(Dataset excerpts)
- - -
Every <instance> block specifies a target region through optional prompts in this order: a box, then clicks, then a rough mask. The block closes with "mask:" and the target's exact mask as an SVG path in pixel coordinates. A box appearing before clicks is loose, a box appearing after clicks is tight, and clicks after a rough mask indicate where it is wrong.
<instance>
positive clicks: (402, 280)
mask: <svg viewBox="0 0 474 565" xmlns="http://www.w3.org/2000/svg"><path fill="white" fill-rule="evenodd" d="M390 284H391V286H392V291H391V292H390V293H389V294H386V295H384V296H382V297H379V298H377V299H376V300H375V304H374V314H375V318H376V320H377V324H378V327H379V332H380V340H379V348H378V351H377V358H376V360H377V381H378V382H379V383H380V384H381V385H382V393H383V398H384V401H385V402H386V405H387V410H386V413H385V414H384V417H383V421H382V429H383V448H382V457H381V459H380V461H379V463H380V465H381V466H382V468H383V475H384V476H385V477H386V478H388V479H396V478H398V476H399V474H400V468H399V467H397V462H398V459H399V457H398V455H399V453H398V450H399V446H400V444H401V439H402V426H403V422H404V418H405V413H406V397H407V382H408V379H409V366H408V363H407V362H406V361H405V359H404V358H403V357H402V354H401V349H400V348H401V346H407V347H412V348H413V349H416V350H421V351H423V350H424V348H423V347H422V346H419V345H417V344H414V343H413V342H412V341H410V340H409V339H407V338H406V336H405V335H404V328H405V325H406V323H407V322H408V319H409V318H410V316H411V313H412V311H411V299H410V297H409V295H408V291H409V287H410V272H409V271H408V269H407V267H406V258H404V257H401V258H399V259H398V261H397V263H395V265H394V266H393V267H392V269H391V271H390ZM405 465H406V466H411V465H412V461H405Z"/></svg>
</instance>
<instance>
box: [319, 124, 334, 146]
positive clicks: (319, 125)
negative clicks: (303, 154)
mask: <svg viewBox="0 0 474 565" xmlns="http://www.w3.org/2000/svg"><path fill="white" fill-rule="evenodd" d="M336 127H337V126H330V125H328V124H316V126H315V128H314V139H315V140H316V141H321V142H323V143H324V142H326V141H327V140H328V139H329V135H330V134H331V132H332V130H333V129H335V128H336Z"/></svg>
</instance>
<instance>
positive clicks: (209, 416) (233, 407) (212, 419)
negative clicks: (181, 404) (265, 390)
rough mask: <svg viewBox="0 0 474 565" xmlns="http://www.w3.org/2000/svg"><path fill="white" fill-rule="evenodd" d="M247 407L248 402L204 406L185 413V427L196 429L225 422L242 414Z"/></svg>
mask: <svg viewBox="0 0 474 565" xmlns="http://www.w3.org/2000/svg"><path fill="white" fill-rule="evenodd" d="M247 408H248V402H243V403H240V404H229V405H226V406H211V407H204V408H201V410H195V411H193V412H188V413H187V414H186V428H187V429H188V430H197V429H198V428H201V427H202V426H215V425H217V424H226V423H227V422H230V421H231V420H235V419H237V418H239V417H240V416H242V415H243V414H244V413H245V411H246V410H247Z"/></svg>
- - -
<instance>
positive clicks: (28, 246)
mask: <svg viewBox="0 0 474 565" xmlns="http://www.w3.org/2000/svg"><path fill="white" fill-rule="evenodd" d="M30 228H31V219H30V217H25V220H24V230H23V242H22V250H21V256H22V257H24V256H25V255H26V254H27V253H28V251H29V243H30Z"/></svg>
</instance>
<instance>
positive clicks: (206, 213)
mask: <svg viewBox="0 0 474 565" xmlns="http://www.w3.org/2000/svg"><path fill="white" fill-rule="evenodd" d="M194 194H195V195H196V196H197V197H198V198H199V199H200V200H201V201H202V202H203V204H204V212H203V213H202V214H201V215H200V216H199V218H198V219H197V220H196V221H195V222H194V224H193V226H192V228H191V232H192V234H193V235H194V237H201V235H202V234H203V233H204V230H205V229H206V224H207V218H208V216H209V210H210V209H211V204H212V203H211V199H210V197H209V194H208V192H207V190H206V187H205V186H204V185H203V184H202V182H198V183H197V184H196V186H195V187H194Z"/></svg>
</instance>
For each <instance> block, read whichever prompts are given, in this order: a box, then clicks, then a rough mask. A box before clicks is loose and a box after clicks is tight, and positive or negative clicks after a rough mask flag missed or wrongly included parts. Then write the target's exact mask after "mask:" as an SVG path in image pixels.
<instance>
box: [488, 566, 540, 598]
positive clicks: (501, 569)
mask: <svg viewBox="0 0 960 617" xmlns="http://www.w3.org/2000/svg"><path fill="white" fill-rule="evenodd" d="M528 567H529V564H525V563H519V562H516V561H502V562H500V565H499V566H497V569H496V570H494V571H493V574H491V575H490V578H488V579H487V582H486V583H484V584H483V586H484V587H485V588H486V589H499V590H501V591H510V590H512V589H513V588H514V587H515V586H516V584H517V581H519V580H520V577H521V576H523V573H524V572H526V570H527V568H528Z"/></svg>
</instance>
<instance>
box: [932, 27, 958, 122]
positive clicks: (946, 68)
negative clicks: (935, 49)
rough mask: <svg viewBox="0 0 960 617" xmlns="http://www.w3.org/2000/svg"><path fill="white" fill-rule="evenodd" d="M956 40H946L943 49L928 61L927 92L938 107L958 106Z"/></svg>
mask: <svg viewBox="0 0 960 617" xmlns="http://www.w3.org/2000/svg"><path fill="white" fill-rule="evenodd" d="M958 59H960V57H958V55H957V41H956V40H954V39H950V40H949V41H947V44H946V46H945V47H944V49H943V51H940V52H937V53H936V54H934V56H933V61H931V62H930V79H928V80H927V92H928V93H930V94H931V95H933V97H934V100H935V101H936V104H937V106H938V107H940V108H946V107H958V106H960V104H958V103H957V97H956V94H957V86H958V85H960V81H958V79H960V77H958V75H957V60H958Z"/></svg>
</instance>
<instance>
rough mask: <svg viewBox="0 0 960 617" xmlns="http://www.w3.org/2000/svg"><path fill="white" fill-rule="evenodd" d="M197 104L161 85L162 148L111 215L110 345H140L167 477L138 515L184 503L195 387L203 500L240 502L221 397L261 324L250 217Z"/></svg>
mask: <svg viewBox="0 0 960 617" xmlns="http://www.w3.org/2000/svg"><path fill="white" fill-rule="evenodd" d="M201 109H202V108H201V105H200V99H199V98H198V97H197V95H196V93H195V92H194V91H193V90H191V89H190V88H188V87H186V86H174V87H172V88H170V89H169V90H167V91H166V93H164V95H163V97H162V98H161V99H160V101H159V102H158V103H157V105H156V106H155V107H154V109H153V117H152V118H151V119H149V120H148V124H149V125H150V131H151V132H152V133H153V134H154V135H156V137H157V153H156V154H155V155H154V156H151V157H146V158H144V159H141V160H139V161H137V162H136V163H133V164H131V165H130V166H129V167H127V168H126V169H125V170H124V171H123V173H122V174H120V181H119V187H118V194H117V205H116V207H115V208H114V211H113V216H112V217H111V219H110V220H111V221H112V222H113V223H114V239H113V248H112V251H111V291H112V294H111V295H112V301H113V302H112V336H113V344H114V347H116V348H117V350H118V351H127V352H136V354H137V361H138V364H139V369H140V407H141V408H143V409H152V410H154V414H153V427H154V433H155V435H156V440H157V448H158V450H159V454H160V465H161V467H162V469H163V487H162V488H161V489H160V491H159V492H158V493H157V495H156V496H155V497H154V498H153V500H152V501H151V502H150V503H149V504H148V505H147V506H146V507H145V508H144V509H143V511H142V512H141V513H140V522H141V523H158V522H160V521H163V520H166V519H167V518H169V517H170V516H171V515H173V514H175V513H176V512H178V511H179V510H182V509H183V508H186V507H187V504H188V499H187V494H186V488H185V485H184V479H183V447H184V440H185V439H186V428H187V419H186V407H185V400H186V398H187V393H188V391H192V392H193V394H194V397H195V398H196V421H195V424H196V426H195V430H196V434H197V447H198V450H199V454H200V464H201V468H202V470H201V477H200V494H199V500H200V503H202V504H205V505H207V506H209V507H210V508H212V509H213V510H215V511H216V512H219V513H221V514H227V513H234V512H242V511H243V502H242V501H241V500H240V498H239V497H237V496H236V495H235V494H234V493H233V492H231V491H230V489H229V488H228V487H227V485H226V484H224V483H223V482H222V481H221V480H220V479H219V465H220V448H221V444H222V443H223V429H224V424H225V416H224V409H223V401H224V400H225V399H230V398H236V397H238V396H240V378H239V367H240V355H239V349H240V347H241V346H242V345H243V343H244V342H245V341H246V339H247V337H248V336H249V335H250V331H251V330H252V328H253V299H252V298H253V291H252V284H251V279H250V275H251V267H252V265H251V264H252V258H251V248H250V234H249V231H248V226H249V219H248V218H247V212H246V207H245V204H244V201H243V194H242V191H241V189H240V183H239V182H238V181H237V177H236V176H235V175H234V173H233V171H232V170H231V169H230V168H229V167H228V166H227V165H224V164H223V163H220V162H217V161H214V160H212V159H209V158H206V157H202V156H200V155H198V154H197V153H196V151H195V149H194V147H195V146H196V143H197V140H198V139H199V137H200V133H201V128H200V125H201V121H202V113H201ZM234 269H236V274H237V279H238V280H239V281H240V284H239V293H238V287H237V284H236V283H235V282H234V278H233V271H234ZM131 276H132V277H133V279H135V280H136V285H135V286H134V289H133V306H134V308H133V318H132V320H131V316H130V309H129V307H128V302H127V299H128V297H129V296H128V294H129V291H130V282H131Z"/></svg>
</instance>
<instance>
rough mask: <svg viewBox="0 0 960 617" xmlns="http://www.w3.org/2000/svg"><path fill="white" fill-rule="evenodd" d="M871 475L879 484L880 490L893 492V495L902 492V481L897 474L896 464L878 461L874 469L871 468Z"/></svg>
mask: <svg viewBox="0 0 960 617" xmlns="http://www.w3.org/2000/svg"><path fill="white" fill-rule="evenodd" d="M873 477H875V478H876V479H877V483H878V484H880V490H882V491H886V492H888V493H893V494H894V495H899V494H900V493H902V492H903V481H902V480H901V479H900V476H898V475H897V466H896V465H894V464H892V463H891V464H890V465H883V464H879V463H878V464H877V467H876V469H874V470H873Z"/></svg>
- - -
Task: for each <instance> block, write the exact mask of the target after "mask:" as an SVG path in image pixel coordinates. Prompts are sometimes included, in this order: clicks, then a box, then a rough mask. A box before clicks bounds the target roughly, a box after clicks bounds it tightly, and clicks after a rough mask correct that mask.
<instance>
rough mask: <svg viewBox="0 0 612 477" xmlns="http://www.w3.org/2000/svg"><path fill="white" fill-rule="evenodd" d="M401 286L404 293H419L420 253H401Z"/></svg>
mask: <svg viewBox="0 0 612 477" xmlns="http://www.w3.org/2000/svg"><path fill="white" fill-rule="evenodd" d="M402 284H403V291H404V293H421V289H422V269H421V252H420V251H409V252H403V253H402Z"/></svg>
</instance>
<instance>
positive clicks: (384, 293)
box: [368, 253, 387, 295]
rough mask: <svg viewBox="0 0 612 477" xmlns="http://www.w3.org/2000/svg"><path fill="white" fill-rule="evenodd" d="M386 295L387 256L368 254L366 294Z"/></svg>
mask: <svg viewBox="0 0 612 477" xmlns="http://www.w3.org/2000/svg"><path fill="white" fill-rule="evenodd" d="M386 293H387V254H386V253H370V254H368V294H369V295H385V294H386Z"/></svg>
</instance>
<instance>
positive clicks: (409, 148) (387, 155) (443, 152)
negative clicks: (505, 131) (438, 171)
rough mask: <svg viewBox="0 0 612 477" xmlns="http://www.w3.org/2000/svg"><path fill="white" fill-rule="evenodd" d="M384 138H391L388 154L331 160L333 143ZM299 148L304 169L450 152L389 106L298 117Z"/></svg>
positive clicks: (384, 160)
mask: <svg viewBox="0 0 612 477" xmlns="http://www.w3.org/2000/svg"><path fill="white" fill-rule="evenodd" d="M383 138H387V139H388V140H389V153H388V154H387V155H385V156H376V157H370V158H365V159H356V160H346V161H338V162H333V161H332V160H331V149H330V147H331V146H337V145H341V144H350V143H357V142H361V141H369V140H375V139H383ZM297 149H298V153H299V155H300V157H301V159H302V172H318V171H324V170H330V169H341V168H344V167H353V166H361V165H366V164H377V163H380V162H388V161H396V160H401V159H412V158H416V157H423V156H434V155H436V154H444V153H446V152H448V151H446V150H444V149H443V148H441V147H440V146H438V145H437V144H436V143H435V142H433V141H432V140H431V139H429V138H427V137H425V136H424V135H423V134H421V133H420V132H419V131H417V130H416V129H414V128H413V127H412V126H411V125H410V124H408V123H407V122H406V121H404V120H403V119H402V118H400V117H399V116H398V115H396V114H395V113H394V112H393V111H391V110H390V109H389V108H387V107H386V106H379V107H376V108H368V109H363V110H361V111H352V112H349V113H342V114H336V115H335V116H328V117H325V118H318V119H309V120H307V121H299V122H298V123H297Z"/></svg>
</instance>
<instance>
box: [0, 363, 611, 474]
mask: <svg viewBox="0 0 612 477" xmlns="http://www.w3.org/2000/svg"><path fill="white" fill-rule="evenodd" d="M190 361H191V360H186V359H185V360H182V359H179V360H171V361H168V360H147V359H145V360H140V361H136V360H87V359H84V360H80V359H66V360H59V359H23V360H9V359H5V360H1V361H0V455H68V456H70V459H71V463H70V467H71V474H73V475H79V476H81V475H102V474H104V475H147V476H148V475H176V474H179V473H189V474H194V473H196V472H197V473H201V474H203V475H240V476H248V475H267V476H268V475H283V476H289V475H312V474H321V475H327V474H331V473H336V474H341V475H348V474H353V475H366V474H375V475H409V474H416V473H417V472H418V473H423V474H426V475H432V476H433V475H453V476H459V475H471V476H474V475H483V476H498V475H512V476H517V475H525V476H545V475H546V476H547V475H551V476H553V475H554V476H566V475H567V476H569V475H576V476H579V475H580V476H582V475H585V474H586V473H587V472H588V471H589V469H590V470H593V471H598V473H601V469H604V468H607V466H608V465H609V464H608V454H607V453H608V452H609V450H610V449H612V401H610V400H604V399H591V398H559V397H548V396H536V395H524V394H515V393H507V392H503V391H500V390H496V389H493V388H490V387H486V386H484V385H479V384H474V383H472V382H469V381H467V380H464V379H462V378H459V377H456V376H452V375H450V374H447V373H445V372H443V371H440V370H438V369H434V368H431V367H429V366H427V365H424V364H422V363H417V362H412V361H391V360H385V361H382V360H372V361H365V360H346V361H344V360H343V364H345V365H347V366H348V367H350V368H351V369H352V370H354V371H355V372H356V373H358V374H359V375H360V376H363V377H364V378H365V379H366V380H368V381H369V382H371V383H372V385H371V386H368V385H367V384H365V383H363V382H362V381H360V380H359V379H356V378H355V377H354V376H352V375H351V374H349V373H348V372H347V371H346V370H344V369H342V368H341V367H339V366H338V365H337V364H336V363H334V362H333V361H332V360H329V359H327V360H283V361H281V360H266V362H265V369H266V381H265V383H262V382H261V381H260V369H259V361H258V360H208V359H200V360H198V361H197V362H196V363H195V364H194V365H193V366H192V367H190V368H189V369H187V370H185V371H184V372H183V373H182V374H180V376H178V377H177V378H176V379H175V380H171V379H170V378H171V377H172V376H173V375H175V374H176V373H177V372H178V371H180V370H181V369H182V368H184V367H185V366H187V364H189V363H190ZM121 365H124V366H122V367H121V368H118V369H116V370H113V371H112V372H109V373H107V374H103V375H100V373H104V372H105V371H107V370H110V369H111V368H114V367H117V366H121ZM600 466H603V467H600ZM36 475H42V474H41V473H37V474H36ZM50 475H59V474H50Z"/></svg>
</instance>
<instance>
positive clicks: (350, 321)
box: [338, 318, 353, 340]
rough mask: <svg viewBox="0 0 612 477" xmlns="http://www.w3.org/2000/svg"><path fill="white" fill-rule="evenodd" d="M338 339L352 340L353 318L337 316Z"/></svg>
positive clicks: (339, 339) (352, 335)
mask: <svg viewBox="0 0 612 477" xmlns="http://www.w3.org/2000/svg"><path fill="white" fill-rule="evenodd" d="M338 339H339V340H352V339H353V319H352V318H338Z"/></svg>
- - -
Count the lines in the entries above that contain the string "indicate", treating uppercase and lowercase as different. Reply with only the number.

◆ EXERCISE RESPONSE ◆
1